-- EXTRACTED MATERIAL follows --
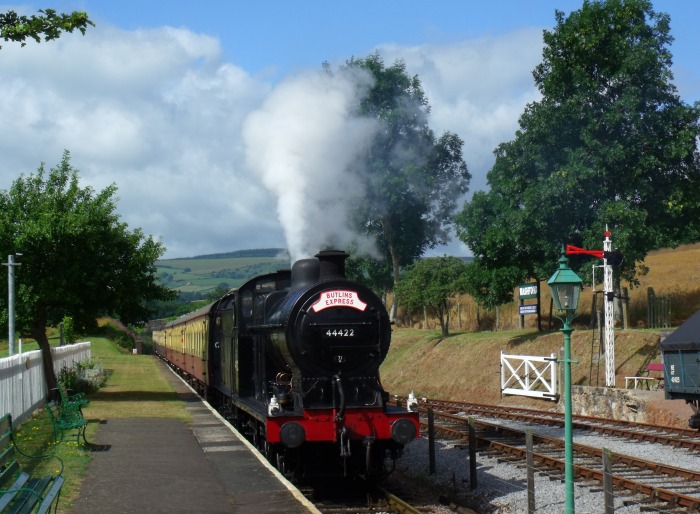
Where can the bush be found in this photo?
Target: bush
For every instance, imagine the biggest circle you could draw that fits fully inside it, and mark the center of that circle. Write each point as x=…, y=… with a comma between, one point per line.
x=84, y=377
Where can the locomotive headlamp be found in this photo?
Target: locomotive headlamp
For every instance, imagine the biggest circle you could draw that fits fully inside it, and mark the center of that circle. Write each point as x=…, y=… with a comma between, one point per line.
x=403, y=431
x=292, y=434
x=273, y=407
x=412, y=402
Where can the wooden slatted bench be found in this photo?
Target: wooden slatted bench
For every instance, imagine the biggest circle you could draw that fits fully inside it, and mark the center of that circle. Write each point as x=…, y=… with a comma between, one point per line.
x=65, y=417
x=648, y=379
x=66, y=398
x=21, y=493
x=658, y=369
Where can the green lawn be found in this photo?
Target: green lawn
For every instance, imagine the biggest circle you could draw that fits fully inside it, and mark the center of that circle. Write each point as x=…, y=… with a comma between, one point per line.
x=135, y=388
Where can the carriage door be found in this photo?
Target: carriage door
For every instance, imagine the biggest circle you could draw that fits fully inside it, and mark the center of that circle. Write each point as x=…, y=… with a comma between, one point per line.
x=215, y=357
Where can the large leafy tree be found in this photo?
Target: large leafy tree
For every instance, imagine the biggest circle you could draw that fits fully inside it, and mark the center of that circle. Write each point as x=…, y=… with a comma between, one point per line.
x=78, y=259
x=414, y=178
x=431, y=283
x=610, y=143
x=48, y=24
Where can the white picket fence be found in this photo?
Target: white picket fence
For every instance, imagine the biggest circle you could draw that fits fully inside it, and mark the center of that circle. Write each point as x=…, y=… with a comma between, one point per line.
x=527, y=375
x=22, y=385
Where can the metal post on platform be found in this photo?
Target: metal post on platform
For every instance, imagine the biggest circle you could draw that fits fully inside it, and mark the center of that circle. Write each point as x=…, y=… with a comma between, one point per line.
x=565, y=287
x=11, y=301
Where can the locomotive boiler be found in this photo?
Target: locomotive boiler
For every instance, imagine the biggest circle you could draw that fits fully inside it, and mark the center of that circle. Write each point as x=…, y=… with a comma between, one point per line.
x=292, y=359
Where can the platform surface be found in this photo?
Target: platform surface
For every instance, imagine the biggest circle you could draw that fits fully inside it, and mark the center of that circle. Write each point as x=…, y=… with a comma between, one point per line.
x=159, y=465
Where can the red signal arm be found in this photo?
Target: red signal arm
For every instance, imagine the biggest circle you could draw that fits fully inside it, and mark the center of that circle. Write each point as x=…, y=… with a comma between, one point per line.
x=574, y=250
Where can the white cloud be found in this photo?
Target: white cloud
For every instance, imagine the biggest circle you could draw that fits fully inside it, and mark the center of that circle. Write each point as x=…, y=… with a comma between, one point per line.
x=161, y=115
x=477, y=89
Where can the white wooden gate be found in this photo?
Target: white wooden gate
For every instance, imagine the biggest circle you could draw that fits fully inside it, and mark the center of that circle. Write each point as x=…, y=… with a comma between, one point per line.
x=526, y=375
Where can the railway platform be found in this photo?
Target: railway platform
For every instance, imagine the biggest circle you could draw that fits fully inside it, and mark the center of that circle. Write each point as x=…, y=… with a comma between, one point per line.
x=160, y=465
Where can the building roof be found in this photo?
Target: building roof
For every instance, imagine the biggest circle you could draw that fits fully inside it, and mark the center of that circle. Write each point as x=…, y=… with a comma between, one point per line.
x=685, y=337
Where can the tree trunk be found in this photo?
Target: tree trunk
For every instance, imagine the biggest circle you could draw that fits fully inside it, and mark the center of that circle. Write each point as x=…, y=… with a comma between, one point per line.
x=39, y=334
x=444, y=327
x=395, y=267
-- EXTRACTED MATERIAL concluded --
• _WHAT YOU SHOULD DO_
Search the data above for the string "boiler" and return every line that has it.

• _TASK OUTPUT_
Where can the locomotive boiler be found in this photo?
Target: locomotive boiler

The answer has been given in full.